Given records:

# # # #

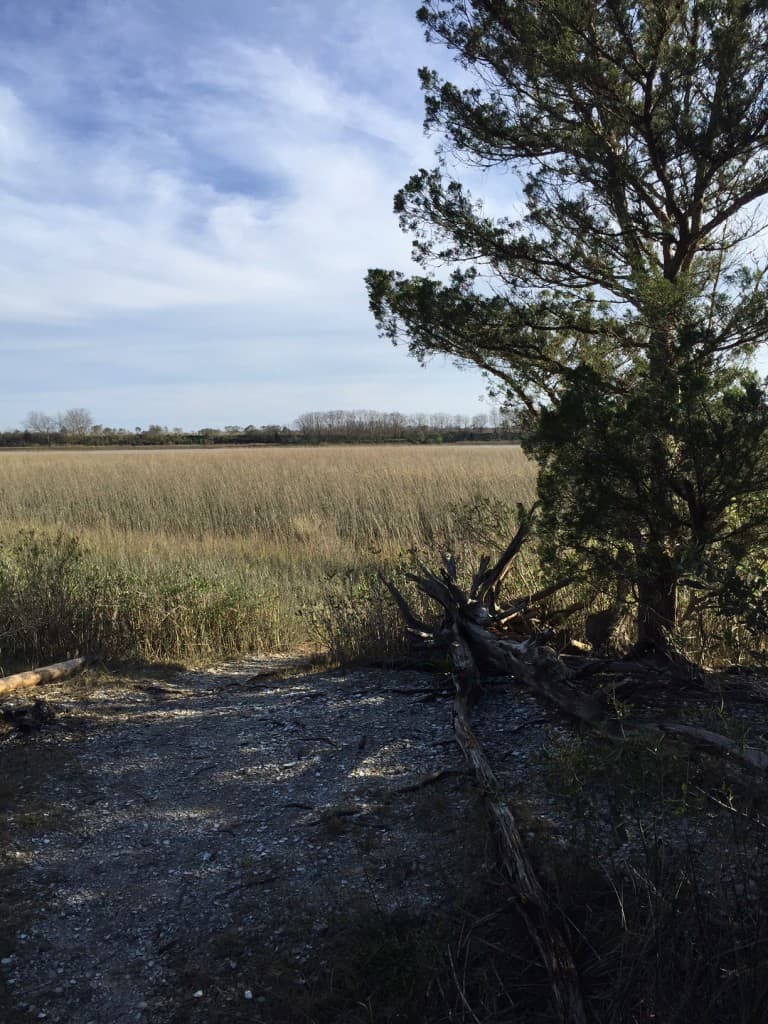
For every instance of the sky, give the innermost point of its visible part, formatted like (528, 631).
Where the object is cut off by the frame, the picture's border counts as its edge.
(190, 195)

# # # #

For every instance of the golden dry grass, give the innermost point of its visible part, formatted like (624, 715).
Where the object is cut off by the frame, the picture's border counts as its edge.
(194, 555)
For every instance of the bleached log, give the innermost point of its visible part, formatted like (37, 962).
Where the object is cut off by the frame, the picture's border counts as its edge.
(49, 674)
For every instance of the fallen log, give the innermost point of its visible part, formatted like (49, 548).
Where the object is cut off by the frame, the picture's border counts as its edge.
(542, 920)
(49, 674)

# # # #

Task details: Among the records, find every line with the word "like" and copy it.

Solution below:
For every instance of the sky, give the innermost point of its visible part, formatted like (528, 631).
For every instance of the golden dry grass, give the innermost point of its visible part, formatted like (624, 715).
For every instance of the bleached log, give the innermost point of its visible part, formatted like (37, 962).
For every instance of the fallen log, give the innermost point of its visible part, formatted like (49, 548).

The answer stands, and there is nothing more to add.